**SET EXERCISE:**
Rescale the listing starting at the line that contains "Target = silver frame" and ending at the last line of the listing, rewriting every line, requests included, with each pixel coordinate in the answers multiplied by 2.4 and rounded to a whole number, halves rounding up. Give only those lines, and leave any numbers in the requests unchanged.
*****
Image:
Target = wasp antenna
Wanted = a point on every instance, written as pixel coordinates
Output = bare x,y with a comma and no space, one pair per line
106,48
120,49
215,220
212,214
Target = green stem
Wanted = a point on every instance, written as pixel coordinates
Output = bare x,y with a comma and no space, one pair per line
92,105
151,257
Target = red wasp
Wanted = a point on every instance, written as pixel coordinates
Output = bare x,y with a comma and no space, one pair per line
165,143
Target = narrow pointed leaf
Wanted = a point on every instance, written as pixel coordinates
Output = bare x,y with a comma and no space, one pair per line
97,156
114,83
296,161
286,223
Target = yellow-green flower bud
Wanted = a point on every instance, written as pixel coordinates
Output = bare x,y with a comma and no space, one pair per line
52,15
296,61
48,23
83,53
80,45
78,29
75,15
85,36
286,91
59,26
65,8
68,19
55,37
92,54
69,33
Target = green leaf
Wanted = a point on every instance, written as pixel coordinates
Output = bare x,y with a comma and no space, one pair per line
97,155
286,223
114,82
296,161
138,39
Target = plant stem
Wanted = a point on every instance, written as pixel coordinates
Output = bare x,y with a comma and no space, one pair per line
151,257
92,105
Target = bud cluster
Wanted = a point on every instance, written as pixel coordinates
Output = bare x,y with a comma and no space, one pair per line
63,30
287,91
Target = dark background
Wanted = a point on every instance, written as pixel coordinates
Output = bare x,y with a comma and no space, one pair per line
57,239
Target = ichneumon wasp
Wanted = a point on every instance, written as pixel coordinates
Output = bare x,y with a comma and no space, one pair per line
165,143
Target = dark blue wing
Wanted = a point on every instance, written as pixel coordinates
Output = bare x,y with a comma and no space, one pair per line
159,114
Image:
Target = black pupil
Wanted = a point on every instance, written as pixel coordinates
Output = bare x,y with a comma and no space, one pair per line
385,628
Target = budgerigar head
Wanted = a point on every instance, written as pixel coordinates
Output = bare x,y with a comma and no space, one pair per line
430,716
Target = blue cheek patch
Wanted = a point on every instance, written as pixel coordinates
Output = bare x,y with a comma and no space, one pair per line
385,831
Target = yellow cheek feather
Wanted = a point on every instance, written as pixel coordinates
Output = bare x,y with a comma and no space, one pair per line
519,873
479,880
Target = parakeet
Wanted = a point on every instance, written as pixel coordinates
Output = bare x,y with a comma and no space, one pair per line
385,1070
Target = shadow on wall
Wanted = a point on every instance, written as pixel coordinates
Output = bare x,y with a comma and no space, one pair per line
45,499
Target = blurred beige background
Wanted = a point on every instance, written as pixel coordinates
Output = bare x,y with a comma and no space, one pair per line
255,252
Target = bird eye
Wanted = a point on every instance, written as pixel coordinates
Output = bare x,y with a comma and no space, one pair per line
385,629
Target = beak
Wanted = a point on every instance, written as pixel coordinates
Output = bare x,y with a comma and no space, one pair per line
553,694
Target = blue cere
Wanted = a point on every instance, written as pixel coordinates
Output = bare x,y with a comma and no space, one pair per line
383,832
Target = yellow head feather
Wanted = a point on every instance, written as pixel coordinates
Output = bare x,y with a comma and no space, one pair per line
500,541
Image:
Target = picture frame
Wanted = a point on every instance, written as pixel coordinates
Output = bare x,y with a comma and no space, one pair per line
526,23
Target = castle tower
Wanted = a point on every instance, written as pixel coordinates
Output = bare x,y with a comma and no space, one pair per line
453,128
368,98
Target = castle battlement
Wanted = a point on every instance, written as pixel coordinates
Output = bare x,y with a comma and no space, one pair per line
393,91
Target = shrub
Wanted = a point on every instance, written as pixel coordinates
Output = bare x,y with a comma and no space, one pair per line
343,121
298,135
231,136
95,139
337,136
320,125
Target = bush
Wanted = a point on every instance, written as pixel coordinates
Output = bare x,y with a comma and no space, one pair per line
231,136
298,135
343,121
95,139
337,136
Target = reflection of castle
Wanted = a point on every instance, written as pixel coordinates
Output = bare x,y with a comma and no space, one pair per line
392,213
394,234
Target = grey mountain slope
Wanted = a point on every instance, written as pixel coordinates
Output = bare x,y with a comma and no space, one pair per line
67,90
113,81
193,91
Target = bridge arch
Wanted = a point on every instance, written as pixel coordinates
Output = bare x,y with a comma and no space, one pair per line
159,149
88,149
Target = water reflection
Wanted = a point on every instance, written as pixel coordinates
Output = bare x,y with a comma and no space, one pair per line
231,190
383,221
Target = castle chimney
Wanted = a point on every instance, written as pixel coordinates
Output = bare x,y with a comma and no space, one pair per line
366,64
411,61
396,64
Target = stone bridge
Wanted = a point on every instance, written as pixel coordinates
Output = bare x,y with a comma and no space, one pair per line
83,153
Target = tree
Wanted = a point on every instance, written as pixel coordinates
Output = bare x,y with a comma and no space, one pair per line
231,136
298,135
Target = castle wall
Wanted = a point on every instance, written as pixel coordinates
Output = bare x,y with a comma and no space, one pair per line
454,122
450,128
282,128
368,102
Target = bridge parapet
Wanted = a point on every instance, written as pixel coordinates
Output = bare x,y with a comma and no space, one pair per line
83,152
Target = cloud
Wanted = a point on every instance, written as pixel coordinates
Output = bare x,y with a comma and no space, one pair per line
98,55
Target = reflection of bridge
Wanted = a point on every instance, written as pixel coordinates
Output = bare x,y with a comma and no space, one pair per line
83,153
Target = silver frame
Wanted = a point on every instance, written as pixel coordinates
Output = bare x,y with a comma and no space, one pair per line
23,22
*****
**ANSWER:**
Target = silver frame
Wanted = a point on every instance, written as pixel coordinates
Output = bare x,y with a comma and no space, one pair per line
55,53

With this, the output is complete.